[Extraits de données d'annotation par points]
====

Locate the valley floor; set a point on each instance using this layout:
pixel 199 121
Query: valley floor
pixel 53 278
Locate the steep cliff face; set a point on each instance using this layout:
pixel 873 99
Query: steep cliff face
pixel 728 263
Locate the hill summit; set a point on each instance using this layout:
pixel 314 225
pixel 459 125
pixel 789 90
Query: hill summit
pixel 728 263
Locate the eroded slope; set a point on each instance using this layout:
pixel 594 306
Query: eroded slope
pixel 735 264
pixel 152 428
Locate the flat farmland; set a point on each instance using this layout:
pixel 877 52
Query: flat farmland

====

TÂCHE DEMANDÉE: Modifiez l'ensemble des lignes ci-dessus en remplaçant partout « Query » par « Target », sans toucher au reste.

SOLUTION:
Locate the valley floor; set a point on each instance using this layout:
pixel 199 121
Target: valley floor
pixel 53 278
Locate the steep cliff face; set a point on each instance using this layout:
pixel 873 99
Target: steep cliff face
pixel 728 263
Locate the hill summit; set a point on each instance using this layout:
pixel 314 225
pixel 459 125
pixel 789 90
Target: hill summit
pixel 728 263
Locate the eroded slope; set a point on each instance using this layout:
pixel 594 306
Target: eroded slope
pixel 735 264
pixel 152 428
Locate the flat farmland; set a point on each instance using this layout:
pixel 877 52
Target: flat farmland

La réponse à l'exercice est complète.